| SHORT TASK |
Copy out the rows from the line containing "Where can the wooden cutting" through the end of the rows, both ends included and requests kept. Scale every point coordinate in the answers by 0.35, rounding to whole numbers with halves going up, and leave the requests and their format samples unchanged.

| DATA RECORDS |
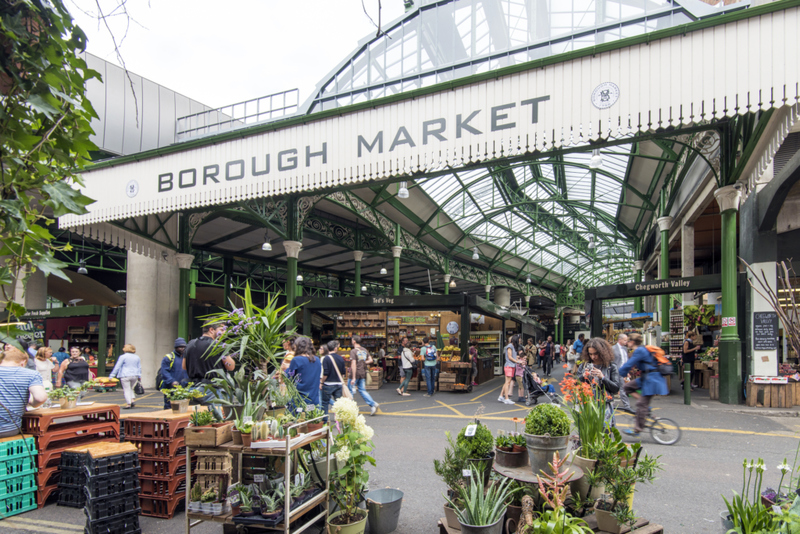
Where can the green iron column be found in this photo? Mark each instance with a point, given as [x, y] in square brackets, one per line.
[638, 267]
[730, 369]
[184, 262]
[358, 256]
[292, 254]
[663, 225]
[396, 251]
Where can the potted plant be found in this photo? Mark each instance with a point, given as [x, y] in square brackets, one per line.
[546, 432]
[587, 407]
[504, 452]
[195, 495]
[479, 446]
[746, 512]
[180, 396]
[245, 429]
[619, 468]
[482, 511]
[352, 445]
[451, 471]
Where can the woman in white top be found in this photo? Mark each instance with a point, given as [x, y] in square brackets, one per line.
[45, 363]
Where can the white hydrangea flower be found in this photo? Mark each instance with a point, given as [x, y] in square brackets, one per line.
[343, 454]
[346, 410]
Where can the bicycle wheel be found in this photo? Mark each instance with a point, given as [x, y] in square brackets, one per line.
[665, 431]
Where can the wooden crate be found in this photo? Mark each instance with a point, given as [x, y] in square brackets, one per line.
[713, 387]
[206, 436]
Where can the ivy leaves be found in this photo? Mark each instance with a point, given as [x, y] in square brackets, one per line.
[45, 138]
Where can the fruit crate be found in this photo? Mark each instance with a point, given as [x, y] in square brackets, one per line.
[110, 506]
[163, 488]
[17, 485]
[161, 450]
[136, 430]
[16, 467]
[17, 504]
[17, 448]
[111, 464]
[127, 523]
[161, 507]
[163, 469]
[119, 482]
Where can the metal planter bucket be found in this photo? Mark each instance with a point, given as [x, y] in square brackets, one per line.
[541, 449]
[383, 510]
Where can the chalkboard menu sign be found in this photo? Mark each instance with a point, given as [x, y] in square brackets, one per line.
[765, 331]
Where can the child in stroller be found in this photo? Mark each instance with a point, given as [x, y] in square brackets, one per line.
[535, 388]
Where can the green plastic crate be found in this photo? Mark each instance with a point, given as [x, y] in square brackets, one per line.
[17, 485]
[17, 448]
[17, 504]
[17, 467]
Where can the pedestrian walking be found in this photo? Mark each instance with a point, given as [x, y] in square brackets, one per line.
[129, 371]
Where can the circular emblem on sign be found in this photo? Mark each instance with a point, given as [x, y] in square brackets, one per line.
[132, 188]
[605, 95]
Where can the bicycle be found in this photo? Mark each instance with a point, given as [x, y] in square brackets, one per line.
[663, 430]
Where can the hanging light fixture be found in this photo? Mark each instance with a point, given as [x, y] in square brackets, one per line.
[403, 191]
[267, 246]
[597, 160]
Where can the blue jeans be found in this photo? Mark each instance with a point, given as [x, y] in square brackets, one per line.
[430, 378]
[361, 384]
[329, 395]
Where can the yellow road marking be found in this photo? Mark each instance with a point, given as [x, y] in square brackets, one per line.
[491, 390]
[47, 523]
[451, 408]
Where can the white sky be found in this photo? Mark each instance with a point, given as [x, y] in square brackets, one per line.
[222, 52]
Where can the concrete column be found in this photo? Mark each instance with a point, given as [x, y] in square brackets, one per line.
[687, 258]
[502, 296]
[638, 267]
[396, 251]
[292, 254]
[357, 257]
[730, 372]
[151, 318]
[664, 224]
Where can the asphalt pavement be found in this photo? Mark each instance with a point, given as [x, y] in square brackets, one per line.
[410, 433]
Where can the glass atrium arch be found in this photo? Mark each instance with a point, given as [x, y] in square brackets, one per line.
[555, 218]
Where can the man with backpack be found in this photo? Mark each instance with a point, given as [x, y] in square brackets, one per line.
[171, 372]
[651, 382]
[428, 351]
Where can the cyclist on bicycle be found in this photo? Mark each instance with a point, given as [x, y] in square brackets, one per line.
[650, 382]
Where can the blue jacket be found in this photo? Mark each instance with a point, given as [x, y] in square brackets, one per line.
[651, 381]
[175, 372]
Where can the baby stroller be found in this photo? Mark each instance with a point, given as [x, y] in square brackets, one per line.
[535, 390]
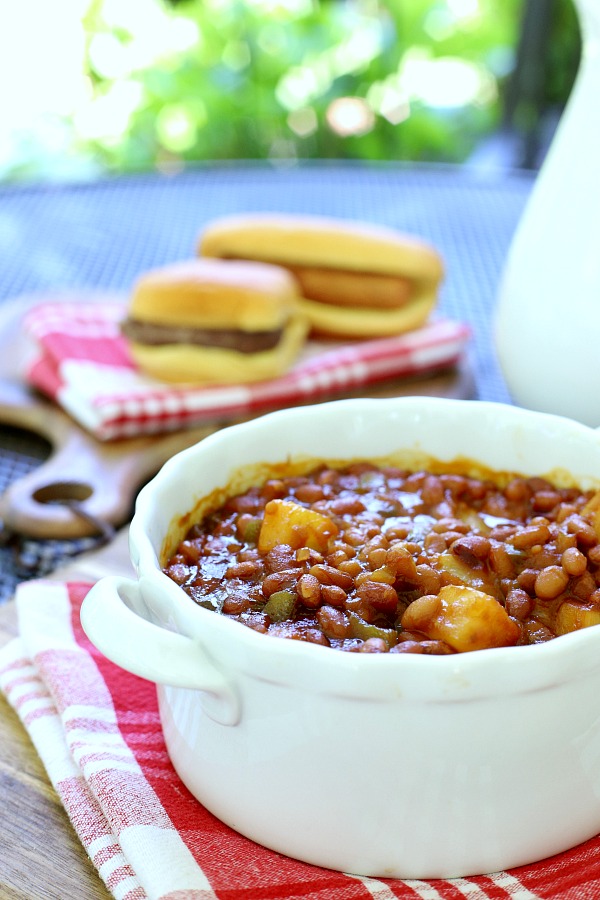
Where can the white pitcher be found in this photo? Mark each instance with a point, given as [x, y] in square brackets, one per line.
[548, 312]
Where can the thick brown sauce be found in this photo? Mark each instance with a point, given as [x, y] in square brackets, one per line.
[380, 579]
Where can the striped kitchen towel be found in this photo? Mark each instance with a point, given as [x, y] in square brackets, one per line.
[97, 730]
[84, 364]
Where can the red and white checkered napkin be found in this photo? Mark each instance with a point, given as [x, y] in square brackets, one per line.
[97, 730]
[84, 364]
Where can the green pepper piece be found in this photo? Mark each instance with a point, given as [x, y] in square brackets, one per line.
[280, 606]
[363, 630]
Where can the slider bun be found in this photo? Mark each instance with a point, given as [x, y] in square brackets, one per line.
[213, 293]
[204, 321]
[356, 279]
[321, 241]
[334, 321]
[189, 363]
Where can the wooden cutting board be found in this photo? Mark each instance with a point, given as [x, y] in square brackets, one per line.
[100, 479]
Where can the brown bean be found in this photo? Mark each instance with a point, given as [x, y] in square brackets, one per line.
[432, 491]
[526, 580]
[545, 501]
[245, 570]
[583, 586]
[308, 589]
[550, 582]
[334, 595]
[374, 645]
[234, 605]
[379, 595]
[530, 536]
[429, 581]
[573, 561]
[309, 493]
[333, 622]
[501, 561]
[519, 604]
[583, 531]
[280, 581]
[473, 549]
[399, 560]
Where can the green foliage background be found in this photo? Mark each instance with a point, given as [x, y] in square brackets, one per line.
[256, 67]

| TASK RESULT |
Where can the wooden cutting board be found in this photo? Mark each instance with a point, given as [x, y] in square brackets, one per line.
[35, 168]
Where can the brown bean be found in this photo? Mark each instance with a point, given as [x, y] in square brackets, one per line.
[151, 172]
[184, 203]
[191, 175]
[86, 200]
[204, 205]
[108, 206]
[193, 204]
[117, 208]
[131, 226]
[82, 212]
[133, 208]
[186, 188]
[150, 203]
[201, 196]
[108, 173]
[117, 218]
[175, 196]
[182, 211]
[204, 186]
[98, 203]
[166, 192]
[140, 196]
Where can the green foliage background be found in this photo? Mark each instance with a point, given as [x, y] in square brackets, one per line.
[90, 23]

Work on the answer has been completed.